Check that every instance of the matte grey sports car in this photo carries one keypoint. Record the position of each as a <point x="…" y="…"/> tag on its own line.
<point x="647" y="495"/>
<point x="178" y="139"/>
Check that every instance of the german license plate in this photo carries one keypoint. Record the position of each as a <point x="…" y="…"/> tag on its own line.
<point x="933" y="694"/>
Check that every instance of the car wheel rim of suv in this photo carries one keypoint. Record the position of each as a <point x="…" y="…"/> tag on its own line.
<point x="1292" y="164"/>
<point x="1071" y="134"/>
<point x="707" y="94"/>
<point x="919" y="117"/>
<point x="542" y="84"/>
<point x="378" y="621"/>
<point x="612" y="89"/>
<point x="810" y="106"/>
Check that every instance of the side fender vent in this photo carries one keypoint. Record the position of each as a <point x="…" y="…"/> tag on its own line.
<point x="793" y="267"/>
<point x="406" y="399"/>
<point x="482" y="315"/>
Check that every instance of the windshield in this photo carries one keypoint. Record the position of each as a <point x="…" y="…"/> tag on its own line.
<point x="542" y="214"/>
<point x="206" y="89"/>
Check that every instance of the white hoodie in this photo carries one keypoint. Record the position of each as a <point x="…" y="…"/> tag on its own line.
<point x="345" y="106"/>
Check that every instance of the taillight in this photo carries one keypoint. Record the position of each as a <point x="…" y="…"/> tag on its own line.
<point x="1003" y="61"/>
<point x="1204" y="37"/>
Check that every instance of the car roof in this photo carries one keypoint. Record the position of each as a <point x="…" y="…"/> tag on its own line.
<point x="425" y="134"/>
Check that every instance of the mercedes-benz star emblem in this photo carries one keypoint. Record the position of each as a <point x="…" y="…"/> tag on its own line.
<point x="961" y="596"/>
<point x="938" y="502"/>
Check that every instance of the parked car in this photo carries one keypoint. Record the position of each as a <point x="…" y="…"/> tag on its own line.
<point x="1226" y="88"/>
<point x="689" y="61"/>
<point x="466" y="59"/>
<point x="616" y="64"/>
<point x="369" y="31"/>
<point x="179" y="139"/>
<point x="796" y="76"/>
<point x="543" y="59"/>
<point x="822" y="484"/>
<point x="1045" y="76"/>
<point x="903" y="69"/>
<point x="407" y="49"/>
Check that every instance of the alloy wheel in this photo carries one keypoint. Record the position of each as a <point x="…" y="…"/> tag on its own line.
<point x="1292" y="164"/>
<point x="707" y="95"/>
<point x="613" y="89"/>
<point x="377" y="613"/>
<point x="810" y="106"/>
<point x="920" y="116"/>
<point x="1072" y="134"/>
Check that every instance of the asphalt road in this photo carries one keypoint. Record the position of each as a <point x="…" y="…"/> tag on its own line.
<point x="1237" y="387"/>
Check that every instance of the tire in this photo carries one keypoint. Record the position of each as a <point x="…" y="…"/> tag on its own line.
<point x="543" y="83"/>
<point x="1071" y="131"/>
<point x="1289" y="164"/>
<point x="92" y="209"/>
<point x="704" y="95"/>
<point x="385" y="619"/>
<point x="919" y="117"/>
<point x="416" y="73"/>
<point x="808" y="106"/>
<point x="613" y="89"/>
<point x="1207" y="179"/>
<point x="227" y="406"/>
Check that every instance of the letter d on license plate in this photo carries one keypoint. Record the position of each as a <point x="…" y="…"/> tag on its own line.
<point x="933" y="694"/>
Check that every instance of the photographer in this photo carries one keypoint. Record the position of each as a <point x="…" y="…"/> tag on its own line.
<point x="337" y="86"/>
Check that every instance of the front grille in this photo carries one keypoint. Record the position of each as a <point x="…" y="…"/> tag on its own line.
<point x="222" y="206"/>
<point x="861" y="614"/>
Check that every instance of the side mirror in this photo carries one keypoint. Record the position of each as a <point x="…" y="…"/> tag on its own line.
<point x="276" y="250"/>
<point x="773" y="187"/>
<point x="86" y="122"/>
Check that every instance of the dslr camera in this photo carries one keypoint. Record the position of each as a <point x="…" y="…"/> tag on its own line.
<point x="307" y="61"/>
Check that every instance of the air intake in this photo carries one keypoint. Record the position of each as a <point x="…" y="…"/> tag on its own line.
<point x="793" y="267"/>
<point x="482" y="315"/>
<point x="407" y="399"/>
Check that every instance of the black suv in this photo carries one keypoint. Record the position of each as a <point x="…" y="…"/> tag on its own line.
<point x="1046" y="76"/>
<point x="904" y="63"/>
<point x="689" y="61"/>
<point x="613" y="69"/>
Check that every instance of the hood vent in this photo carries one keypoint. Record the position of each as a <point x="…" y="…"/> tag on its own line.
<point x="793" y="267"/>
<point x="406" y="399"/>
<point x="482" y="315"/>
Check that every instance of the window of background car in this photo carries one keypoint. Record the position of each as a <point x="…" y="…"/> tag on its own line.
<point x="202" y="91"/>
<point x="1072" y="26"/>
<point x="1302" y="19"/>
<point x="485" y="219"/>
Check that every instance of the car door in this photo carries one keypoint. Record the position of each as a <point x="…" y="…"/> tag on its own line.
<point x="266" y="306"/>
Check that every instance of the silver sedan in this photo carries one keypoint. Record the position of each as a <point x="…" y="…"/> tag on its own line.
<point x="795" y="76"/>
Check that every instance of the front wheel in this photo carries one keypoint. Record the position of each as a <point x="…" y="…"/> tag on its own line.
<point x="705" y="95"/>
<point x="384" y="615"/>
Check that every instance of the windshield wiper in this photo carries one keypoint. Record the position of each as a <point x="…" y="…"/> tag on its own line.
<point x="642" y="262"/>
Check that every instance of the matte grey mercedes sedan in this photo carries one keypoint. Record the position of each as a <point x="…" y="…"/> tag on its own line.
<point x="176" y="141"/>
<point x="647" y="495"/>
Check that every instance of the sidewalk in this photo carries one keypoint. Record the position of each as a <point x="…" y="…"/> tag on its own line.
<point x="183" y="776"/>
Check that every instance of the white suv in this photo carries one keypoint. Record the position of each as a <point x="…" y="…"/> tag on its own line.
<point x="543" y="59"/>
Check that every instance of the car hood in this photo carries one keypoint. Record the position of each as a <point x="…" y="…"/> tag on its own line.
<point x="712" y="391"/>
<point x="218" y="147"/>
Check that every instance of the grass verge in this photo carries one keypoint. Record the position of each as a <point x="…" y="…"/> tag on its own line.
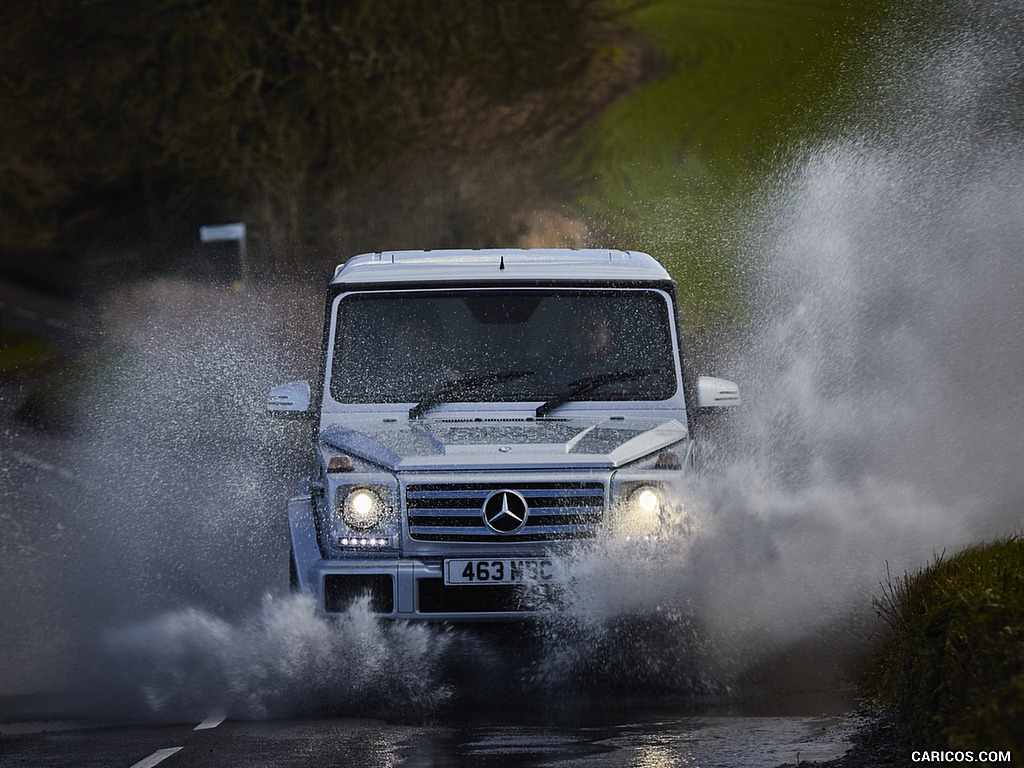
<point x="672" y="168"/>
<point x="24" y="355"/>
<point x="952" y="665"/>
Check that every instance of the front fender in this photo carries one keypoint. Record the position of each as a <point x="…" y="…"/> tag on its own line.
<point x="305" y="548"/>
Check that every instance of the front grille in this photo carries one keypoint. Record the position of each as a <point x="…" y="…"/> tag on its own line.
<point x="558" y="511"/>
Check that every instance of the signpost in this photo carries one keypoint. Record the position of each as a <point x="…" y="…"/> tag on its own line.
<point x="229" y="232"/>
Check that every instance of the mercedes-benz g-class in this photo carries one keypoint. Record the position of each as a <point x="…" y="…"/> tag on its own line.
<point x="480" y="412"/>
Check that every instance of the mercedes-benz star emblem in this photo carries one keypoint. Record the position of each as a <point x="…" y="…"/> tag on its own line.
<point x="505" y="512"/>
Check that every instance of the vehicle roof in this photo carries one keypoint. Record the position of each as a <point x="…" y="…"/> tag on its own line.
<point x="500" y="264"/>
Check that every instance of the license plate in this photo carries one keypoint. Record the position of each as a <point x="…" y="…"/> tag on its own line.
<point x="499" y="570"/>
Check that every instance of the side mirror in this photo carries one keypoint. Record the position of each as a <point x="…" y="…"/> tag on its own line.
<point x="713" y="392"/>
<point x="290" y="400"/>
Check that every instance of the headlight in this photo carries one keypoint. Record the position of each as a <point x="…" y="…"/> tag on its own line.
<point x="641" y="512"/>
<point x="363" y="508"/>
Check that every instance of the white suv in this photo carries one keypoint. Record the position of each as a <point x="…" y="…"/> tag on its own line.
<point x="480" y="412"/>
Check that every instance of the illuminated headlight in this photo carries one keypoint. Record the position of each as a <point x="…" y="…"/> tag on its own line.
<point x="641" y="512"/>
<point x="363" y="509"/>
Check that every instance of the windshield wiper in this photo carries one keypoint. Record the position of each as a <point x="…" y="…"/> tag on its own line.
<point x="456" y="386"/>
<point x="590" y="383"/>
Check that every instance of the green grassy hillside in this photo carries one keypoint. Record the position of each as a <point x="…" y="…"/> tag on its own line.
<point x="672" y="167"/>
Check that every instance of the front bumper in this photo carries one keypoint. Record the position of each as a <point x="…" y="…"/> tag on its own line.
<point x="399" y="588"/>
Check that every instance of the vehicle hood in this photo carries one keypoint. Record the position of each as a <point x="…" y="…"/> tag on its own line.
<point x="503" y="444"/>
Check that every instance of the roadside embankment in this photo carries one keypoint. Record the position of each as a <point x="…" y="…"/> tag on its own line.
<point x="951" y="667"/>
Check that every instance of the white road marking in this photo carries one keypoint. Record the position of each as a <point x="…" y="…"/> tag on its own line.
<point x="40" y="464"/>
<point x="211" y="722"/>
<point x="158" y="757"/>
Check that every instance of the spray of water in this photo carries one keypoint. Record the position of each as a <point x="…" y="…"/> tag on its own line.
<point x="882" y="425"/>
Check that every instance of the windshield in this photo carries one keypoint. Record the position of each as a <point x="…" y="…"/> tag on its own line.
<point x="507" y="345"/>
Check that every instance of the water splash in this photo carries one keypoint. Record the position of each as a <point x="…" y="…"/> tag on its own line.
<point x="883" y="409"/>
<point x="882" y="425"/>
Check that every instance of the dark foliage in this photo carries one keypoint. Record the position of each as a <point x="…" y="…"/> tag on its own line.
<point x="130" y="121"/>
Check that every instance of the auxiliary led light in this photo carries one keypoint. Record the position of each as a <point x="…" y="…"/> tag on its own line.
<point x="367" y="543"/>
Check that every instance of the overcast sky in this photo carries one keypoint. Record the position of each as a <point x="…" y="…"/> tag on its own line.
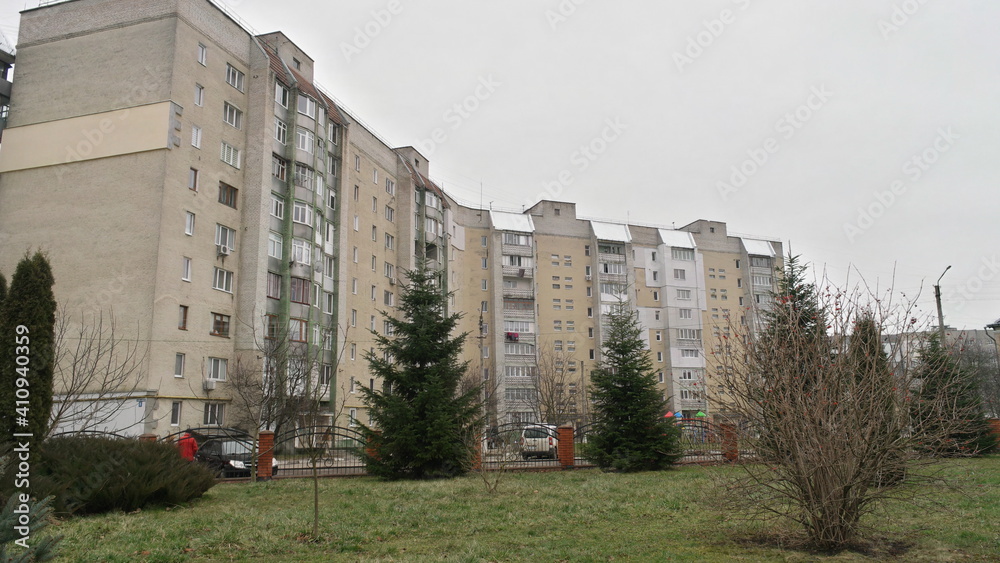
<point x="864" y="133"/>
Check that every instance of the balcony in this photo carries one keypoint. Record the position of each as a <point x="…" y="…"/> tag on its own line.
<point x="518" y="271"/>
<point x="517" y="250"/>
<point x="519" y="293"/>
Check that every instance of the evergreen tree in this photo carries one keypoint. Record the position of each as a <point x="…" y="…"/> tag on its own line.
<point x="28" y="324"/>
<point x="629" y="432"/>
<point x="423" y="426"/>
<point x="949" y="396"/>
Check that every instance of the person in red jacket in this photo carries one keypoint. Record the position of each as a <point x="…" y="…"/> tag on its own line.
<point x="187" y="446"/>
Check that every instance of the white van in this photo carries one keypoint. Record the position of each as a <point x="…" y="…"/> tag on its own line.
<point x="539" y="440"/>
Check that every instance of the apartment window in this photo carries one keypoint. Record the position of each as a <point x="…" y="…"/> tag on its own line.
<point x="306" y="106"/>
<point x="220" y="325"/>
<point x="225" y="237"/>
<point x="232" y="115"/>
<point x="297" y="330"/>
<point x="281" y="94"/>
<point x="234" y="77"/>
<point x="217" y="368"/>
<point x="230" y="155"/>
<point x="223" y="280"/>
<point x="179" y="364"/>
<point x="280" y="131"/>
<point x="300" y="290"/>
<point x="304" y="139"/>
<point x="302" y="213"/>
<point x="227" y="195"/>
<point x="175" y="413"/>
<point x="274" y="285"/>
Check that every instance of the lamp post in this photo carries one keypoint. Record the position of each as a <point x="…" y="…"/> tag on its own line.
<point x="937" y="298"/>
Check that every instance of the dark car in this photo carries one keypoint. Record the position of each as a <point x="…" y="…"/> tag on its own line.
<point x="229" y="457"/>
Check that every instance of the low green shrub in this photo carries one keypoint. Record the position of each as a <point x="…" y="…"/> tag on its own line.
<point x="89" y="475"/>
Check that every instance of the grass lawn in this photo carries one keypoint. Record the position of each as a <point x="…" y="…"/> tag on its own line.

-*-*-

## What the task requires
Output the line containing "Check that every instance of the white van" and all lines after it to the end of the records, exactly as given.

## In response
Check that every instance of the white van in this photo carries one keypoint. Record the position of each as a <point x="…" y="…"/> tag on its own line.
<point x="539" y="440"/>
Check that every instance of the apartment window in this photo carries one keypoint. Record the position of each as a <point x="…" y="…"/> tag on its own line.
<point x="306" y="106"/>
<point x="220" y="325"/>
<point x="225" y="237"/>
<point x="232" y="115"/>
<point x="297" y="330"/>
<point x="281" y="94"/>
<point x="234" y="77"/>
<point x="217" y="368"/>
<point x="230" y="155"/>
<point x="223" y="280"/>
<point x="179" y="364"/>
<point x="280" y="131"/>
<point x="300" y="290"/>
<point x="304" y="139"/>
<point x="302" y="213"/>
<point x="227" y="195"/>
<point x="175" y="413"/>
<point x="274" y="285"/>
Check that every instance of the lamp post in this photo carries one keypoint. Record the position of each as a <point x="…" y="…"/> tag on its own line.
<point x="937" y="298"/>
Check that every instance of the dark car in this photo carries one keypoint. Record the position of each as a <point x="…" y="…"/> tag on its own line.
<point x="229" y="457"/>
Check that every instance of the low green shrub in this photo carries one keypoint. Record the position of each as a <point x="…" y="…"/> tag on its own line.
<point x="89" y="475"/>
Check that every instance of the grass lawn in this photo carries one keypoint. Record the position of each as a <point x="…" y="…"/> tag on its own line.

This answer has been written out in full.